§ **KUTIPAN TEKS**
::::::::

Rasa penat dan lapar
telah menyengat menjalar sampai ke ubun-ubun. Tapi aku bermaksud mengaso terlebih dahulu baru makan. Aku
sengaja menetralisir rasa capek dengan membiarkan keringat kering.
Belum juga menguap peluh
di badan, tiba-tiba aku dipanggil.
“Olis!” Terdengar nama
kecilku dipanggil.
“Iya,” jawabku cepat.
“Tolong ambilkan papaya
yang masih modok (ranum) itu.”
Perintah kakakku menunjuk ke arah pohon pepaya tetangga. Jaraknya kira-kira
limabelas meter dari rumah kami. Dengan singkat aku balas. “Sebentar. Makan
dulu.”
Hujan mulai gerimis.
Makin lama tetesannya semakin banyak. Aku belum
beranjak dari tempatku menyandarkan punggung. Kepalaku pusing. Pusing
memikirkan cara pengambilannya.
Pertama, itu punya orang lain. Punya tetangga tepatnya. Bukan punya
sendiri. Berarti harus permisi dan meminta dengan segala hormat. Aku segan
melakukannya karena belum pernah melakukan hal itu. Dan aku tidak akrab dengan
pemiliknya.

::::::::

Catatan anotasi spasial

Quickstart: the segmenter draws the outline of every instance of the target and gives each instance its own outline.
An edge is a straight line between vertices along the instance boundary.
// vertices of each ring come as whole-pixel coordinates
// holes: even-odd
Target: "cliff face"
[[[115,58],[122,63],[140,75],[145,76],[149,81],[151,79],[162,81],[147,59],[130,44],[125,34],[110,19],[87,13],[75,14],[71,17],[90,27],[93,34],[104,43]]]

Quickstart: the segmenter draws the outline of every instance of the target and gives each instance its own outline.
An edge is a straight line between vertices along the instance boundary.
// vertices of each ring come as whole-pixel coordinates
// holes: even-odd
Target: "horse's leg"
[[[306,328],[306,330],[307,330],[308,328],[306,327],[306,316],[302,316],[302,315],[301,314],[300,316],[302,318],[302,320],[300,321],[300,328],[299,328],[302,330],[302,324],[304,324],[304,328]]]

::::::::

§ **URAIAN TUGAS**
Tuliskan kembali seluruh bagian kutipan cerita mulai dari "Rasa penat dan" sampai "tiba-tiba aku dipanggil.", dan ganti "mengaso" dengan "beristirahat".

§ **JAWABAN LATIHAN**
Rasa penat dan lapar
telah menyengat menjalar sampai ke ubun-ubun. Tapi aku bermaksud beristirahat terlebih dahulu baru makan. Aku
sengaja menetralisir rasa capek dengan membiarkan keringat kering.
Belum juga menguap peluh
di badan, tiba-tiba aku dipanggil.